**Your goal**:
Each of the following records is to be output exactly.

Stored dataset items
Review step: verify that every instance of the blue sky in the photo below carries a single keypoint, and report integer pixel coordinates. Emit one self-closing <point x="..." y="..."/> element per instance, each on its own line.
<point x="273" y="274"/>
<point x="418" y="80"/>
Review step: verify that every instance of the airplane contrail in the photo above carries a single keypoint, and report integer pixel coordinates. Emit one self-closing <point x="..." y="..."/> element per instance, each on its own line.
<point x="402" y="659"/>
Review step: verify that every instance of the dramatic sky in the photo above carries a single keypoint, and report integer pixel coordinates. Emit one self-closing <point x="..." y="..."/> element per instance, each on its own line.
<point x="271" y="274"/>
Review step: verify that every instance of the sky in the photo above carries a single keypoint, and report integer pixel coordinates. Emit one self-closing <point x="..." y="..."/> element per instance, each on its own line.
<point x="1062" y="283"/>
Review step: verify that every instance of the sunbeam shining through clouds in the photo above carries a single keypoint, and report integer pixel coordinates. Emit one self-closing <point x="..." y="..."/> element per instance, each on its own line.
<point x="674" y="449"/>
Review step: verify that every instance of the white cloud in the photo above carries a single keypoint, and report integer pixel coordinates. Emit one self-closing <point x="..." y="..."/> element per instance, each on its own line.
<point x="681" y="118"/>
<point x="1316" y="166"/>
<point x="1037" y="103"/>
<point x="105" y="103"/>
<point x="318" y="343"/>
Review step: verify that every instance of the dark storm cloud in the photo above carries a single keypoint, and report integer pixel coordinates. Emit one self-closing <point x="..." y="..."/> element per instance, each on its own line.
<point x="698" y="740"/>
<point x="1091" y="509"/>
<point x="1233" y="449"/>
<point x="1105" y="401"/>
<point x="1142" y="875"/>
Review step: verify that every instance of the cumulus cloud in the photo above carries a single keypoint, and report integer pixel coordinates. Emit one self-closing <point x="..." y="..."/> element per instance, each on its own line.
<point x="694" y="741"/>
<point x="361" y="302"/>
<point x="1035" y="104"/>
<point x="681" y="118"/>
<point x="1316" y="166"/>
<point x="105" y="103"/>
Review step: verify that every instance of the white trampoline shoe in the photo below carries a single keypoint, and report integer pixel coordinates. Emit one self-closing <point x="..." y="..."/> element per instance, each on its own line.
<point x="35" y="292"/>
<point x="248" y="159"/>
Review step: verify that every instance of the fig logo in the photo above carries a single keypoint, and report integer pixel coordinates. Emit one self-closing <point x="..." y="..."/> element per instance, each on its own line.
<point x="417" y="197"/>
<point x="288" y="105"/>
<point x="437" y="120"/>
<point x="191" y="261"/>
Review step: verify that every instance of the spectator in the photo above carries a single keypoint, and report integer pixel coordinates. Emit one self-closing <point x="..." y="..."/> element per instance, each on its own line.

**Reply to the task**:
Review step: verify that every instance of the blue sky in the photo below carries a single keypoint, and report integer pixel coordinates. Emit one self-closing <point x="..." y="..."/> element per instance, each on its own line.
<point x="273" y="274"/>
<point x="418" y="80"/>
Review step: verify that every instance of the airplane contrail in the photo above carries a single keypoint, and report integer pixel coordinates. Emit one self-closing <point x="..." y="..."/> element per instance, each on its own line.
<point x="402" y="659"/>
Review step: verify that every instance of the dramatic sky in the photo above carries a single keypoint, and report integer pixel coordinates. Emit one self-closing <point x="..." y="..."/> element per instance, each on its own line.
<point x="271" y="274"/>
Review step: verify that every instance of the sky in the photo above carries a single keypoint, and report integer pixel coordinates. Emit one self-closing <point x="..." y="..."/> element per instance, each on its own line.
<point x="1062" y="283"/>
Review step: verify that every instance of the sunbeam shining through clouds in the photo above carries a single keypoint, and report integer pixel coordinates. Emit one self-closing <point x="..." y="..."/> element per instance, each on its own line.
<point x="674" y="449"/>
Review step: verify that every instance of the white cloud in the photo above carries a single keypoint, and report integer pixel coordinates. Emit one self-closing <point x="..." y="..."/> element per instance, each on its own line.
<point x="681" y="118"/>
<point x="1316" y="166"/>
<point x="1037" y="103"/>
<point x="105" y="103"/>
<point x="318" y="343"/>
Review step: verify that every instance of the dark storm cloud in the photo above carries a single keypoint, and report integer pixel coordinates. Emit one self-closing <point x="..." y="..."/> element per instance, each on its own line.
<point x="698" y="740"/>
<point x="1091" y="509"/>
<point x="1233" y="449"/>
<point x="1105" y="401"/>
<point x="1142" y="875"/>
Review step: verify that every instance of the cumulus cloud in the photo above carries a single keypoint, and report integer pixel coordinates. Emit one self-closing <point x="..." y="..."/> element per instance, each on its own line.
<point x="694" y="741"/>
<point x="361" y="302"/>
<point x="1035" y="104"/>
<point x="681" y="118"/>
<point x="1316" y="166"/>
<point x="105" y="103"/>
Review step: verify that every instance of the white trampoline shoe in the photo below carries a single keypoint, and report integer pixel coordinates. Emit one self-closing <point x="..." y="..."/> element per instance, each on its own line.
<point x="35" y="292"/>
<point x="248" y="159"/>
Review step: verify that every instance of the fig logo in the photo above carries a single keypoint, and report integer pixel coordinates. Emit one self-closing <point x="..." y="..."/> element per instance, each on its own line.
<point x="417" y="197"/>
<point x="288" y="105"/>
<point x="437" y="120"/>
<point x="191" y="261"/>
Review step: verify that every instance of the spectator in the photo above carries a single keypoint, and report integer pixel coordinates. Emit one self-closing <point x="..." y="..."/> element per instance, each on its own line.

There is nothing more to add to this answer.